━━━━━ Records provided ━━━━━
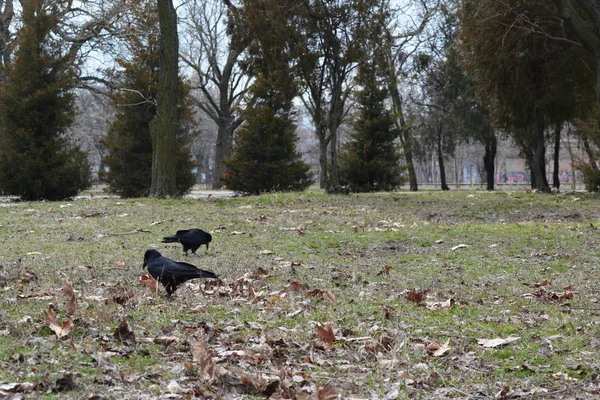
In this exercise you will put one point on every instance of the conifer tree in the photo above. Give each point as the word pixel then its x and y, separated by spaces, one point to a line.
pixel 264 156
pixel 37 161
pixel 370 160
pixel 128 140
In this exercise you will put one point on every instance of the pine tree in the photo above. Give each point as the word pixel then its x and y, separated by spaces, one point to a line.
pixel 128 140
pixel 37 161
pixel 264 156
pixel 370 160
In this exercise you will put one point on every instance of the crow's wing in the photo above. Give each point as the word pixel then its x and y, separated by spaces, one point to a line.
pixel 192 270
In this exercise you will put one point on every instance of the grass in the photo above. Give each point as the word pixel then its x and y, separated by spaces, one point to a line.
pixel 259 325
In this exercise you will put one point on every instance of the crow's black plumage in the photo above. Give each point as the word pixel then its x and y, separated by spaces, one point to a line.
pixel 172 273
pixel 191 239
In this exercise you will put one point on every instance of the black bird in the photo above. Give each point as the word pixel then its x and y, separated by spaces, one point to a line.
pixel 172 273
pixel 191 239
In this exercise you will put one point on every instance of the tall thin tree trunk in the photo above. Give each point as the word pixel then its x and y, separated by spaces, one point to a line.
pixel 589 152
pixel 405 137
pixel 489 159
pixel 556 172
pixel 539 156
pixel 443 183
pixel 223 150
pixel 334 180
pixel 323 181
pixel 163 129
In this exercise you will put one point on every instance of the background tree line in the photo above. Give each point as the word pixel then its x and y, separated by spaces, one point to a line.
pixel 218 86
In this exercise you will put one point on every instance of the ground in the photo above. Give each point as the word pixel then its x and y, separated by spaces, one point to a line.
pixel 374 296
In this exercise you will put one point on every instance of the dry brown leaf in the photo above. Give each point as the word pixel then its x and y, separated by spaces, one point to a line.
pixel 124 333
pixel 320 293
pixel 385 270
pixel 120 295
pixel 64 329
pixel 417 296
pixel 492 343
pixel 296 286
pixel 71 306
pixel 202 356
pixel 329 392
pixel 164 340
pixel 149 282
pixel 326 335
pixel 544 295
pixel 443 349
pixel 503 394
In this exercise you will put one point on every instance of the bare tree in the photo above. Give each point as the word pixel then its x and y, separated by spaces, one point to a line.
pixel 401 42
pixel 163 129
pixel 221 83
pixel 7 13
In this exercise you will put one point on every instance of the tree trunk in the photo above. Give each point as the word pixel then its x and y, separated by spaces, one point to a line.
pixel 405 137
pixel 223 150
pixel 539 156
pixel 334 181
pixel 556 172
pixel 323 182
pixel 443 183
pixel 489 159
pixel 164 173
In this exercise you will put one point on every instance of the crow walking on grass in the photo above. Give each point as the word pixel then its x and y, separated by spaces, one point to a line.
pixel 191 239
pixel 172 273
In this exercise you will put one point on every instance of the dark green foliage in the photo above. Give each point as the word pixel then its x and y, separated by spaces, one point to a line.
pixel 370 161
pixel 36 107
pixel 264 156
pixel 128 141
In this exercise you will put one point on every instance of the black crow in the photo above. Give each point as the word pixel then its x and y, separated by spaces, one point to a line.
pixel 172 273
pixel 191 239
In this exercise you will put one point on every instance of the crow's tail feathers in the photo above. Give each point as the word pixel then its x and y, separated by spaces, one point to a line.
pixel 170 239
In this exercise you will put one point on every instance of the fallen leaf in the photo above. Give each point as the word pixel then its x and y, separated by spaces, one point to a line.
pixel 321 293
pixel 150 282
pixel 502 394
pixel 65 383
pixel 296 286
pixel 24 387
pixel 124 333
pixel 64 329
pixel 416 296
pixel 443 349
pixel 385 270
pixel 492 343
pixel 201 356
pixel 164 340
pixel 329 392
pixel 326 335
pixel 71 306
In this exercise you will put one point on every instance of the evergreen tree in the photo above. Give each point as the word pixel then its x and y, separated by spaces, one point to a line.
━━━━━
Please rewrite every entry above, changing "one point to a line" to "one point per line" wherever it appears and keeping everything else the same. Leave the pictures out of your answer.

**Exercise response:**
In this exercise you will put one point on every instance of the conifer tree in the photo above. Give each point as the word pixel then its x and y, separated by spaces, one point per line.
pixel 264 156
pixel 37 161
pixel 370 160
pixel 128 140
In this exercise you will put one point on every instance of the pine tree in the photo above. Give each point as the word pixel then its x and y, separated by spaces, one point per line.
pixel 128 140
pixel 37 161
pixel 264 156
pixel 370 160
In this exercise you will put one point on every instance of the crow's wing in the photo above. Give each point as the word pixel then its x and y, separated by spaces, one point per line.
pixel 192 270
In this exercise you will put one point on every instance of the grass in the photo above. Give each point as the word pixel then its x and y, separated by spaces, one point per line.
pixel 259 325
In this exercise you will put one point on every instance of the crow's black plumage in the photo above. Give each point as the word pixel then its x and y, separated by spaces, one point per line.
pixel 172 273
pixel 191 239
In this exercise you will put one point on every instance of the black bird in the photo above. Give each point as the word pixel then its x and y, separated by spaces, one point per line.
pixel 172 273
pixel 191 239
In this exercise you will put one point on every instance of the tall thin tree trunk in the photo above. Give each point as the word pixel then its x and y, separated by spaces, one point per line.
pixel 589 152
pixel 405 137
pixel 489 159
pixel 556 172
pixel 539 156
pixel 443 183
pixel 223 150
pixel 334 180
pixel 323 181
pixel 163 129
In this exercise you will put one point on every instance of the background tree line in the photo above. Give each point as the word pixel then its x and y, separated by spaces, one point per line.
pixel 218 86
In this exercise you will put one point on every instance of the ground in the photo above. Give each point as the word pixel then its x and y, separated by spaces, one point per line.
pixel 374 296
In this exercise you will put one point on every instance of the dry brown leaf in the photo above. Give each point as the word pixel then its x and y, separated by spaces, one point per line.
pixel 124 333
pixel 320 293
pixel 385 270
pixel 120 295
pixel 64 329
pixel 417 296
pixel 492 343
pixel 296 286
pixel 71 306
pixel 202 356
pixel 329 392
pixel 164 340
pixel 149 282
pixel 326 335
pixel 544 295
pixel 443 349
pixel 503 394
In this exercise you will put one point on every instance of the bare tree in the photo above. Give each point as the word pixel then its x and y, separated by spaces, one point per line.
pixel 401 42
pixel 163 129
pixel 221 83
pixel 7 13
In this exercise you will put one point on every instance of the tree trunk in the photo above. Give each point as the word pixel then its x and y, separated by spaces, one point per line.
pixel 405 137
pixel 223 150
pixel 539 156
pixel 334 181
pixel 556 172
pixel 323 182
pixel 443 183
pixel 489 159
pixel 164 173
In this exercise you will put one point on every instance of the crow walking on grass in the photo above. Give each point as the word pixel then its x and y, separated by spaces, one point per line.
pixel 191 239
pixel 172 273
In this exercise you will put one point on every instance of the dark green foliage in the photo above. Give each point as the word pixel then its x and y, separated by spaces, one point per line.
pixel 370 161
pixel 36 107
pixel 264 156
pixel 128 141
In this exercise you will put one point on every instance of the black crow in the photo above. Give each point as the word pixel then its x and y, separated by spaces, one point per line.
pixel 172 273
pixel 191 239
In this exercise you will put one point on every instance of the crow's tail feathers in the photo above. Give each point as the word pixel then its x and y, separated by spaces, one point per line.
pixel 170 239
In this exercise you will put one point on every instance of the fallen leaf in the photo above. Give each point as the word pixel then its x and y, separated by spaces, one point per line.
pixel 321 293
pixel 150 282
pixel 502 394
pixel 65 383
pixel 296 286
pixel 24 387
pixel 124 333
pixel 64 329
pixel 416 296
pixel 443 349
pixel 385 270
pixel 492 343
pixel 201 356
pixel 164 340
pixel 329 392
pixel 326 335
pixel 71 306
In this exercise you will put one point on every instance of the evergreen tree in the photo above. Give each point as the word pixel then its x and y, separated by spaces, one point per line.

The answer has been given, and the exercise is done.